▶ _Extrait de page_
+ + + + + + +
# [portage] prevoir le temps de compilation

## philpep-tlse

Ceci n'est pas une demande d'aide, mais plutôt une idée a implémenter dans genloop par exemple.

Je sais que genloop -c affiche un temps de compilation restant de l'ebuild. Mais comme beaucoup, j'ai parfois besoin d'un soft rapidement...

Ainsi il m'est arrivé d'avoir a émerger un compilateur (je sais plus comment il s'appelle) pour un simple lecteur de podcast console, ça a mis plus de 2h30   :Very Happy: 

Bref, si j'avais su avant, j'aurais peut être choisi une autre solution ou reporté a plus tard...

Donc je me demande s'il n'est pas possible de prévoir un temps de compilation de l'ensemble des ebuild qu'on emerge... (celui qui va dans world et toutes les dépendances)

A la base je ne suis pas codeur, donc je ne sais pas comment genloop s'en sort, mais j'imagine pouvoir créer un petit script qui va le calculer.
+ + + + + + +
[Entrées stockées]
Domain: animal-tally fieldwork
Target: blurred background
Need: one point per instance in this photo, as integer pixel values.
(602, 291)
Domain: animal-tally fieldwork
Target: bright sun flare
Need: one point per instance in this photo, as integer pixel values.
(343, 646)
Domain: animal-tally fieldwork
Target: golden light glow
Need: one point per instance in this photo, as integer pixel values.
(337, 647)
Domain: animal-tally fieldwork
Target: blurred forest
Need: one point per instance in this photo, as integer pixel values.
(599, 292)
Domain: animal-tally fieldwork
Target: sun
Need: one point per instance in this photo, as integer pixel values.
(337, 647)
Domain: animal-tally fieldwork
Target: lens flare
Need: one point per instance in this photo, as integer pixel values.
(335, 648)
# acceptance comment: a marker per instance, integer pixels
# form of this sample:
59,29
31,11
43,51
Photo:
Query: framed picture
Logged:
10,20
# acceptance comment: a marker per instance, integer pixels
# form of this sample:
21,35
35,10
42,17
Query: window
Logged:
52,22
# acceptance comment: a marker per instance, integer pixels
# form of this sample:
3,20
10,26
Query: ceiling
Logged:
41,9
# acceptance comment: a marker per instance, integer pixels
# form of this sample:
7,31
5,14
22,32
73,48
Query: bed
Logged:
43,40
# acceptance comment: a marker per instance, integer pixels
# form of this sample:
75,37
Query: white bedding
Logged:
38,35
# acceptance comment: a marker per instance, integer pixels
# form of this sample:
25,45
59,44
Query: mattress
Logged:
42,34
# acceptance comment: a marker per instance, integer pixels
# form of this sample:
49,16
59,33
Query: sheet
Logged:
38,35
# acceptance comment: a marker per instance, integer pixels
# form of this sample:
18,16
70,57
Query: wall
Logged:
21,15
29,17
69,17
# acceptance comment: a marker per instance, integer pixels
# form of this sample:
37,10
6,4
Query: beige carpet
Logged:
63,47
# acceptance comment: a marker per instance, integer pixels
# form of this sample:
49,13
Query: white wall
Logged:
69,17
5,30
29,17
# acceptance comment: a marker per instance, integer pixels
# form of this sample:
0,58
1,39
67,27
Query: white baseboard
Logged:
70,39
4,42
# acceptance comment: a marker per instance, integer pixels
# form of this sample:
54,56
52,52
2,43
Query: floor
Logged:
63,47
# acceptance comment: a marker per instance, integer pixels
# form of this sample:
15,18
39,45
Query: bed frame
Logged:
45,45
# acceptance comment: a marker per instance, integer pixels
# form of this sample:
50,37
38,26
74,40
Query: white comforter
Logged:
+ + + + + + +
▶ _Exercices_
1. D'après le message sur le temps de compilation, pourquoi l'auteur souhaite-t-il connaître à l'avance la durée totale de compilation de ce qu'il émerge ? Répondez en une à trois phrases.
2. Poursuivez le message sur le temps de compilation après sa dernière phrase.
Ces entrées n'interviennent pas ici.

▶ _Résultats par exercice_
1. Il a parfois besoin d'un logiciel rapidement. Un jour, il a dû émerger un compilateur pour un simple lecteur de podcast console, ce qui a pris plus de 2h30. S'il l'avait su avant, il aurait peut-être choisi une autre solution ou reporté l'installation à plus tard.

2.
Les élément a prendre en compte sont ceux là je pense :

- Frequence du processeur : facile à avoir dans /proc/cpuinfo

- Taille de la source : ça c'est plus dur, est il possible d'avoir la taille d'un fichier sur un serveur distant sans le télécharger ?

- Nature des sources : en C, C++, python, simple script : ---> créer une base de données ?

- éventuellement traiter la variable CFLAGS, mais ça m'entonnerais que ce soit prévisible...

Ensuite un petit calcul savant devrait pouvoir sortir une approximation, avec une grosse marge d'erreur, mais on aurra une idée quand même.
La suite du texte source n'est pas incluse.